## Ausgewählter Text
####################
Der neue Konzern soll Linde plc heißen. Sitz der Holding ist Dublin, doch operativ soll das Unternehmen von Praxair-Chef Steve Angel aus den USA heraus geführt werden. Arbeitnehmervertreter sehen in dem Zusammenschluss auch deshalb eine heimliche Übernahme durch die US-Amerikaner.
Am Montag tagte nach Informationen des Handelsblatts bereits zum ersten Mal das Board der neuen Linde plc in London. Die Unternehmen gehen davon aus, dass die neue Linde im Dax bleiben wird. Mit einer Marktkapitalisierung von rechnerisch derzeit rund 90 Milliarden US-Dollar gehöre man sogar zu den Top-Werten im deutschen Leitindex.
Beide Aktien haben in den vergangenen Monaten angesichts der Pläne stark zugelegt. „Die Fusion von Linde und Praxair ist ein überzeugender und zukunftsweisender Zusammenschluss, mit dem sich einzigartige Möglichkeiten für unsere Kunden, Aktionäre und Mitarbeiter eröffnen“, sagte Reitzle. Er wertet es als Erfolg, dass ein globaler Spieler mit Sitz in Europa geschaffen wird.
Bis zu den versprochenen Kartellverkäufen müssen Linde und Praxair auf Forderung der US-Kartellbehörde FTC ihre Geschäfte getrennt voneinander führen. Das Tauschangebot der neuen Linde plc an die Linde-Aktionäre soll bis zum 31. Oktober vollzogen werden.
####################
## Bereitgestellte Angaben
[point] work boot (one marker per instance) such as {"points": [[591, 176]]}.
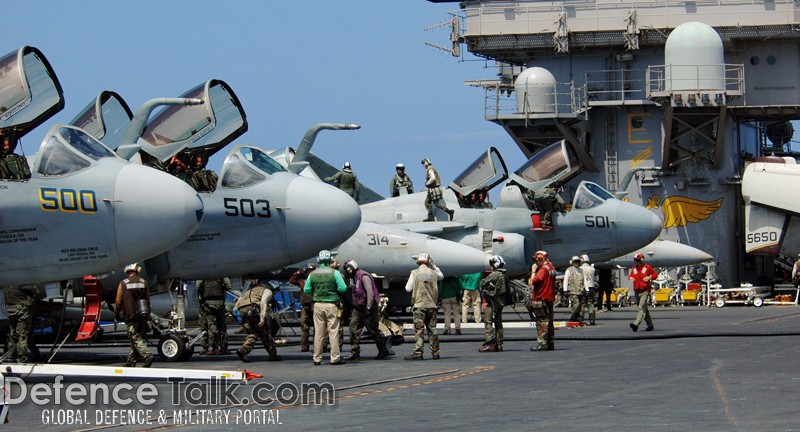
####################
Bitte führen Sie den Text über die Fusion von Linde und Praxair im Anschluss an seinen letzten Satz weiter.

Die Fusion sei ein „langer und mühsamer Prozess“ gewesen, heißt es in Industriekreisen. Das Gasegeschäft sei aber sehr stabil, und beide Unternehmen hätten trotz des Fusionsprozesses operative Fortschritte gemacht.
Auf Druck der Wettbewerbshüter verkaufte Linde fast sein komplettes Gasegeschäft in den USA an den deutschen Konkurrenten Messer, Praxair wiederum die meisten Europa-Aktivitäten an die japanische Taiyo Nippon Sanso.
Reitzle will mit der Fusion sein Lebenswerk bei Linde krönen. Er hatte aus dem behäbigen Mischkonzern in seiner Zeit als Vorstandschef einen reinen Gasespezialisten gemacht und den Börsenwert von vier auf 28 Milliarden Euro gesteigert.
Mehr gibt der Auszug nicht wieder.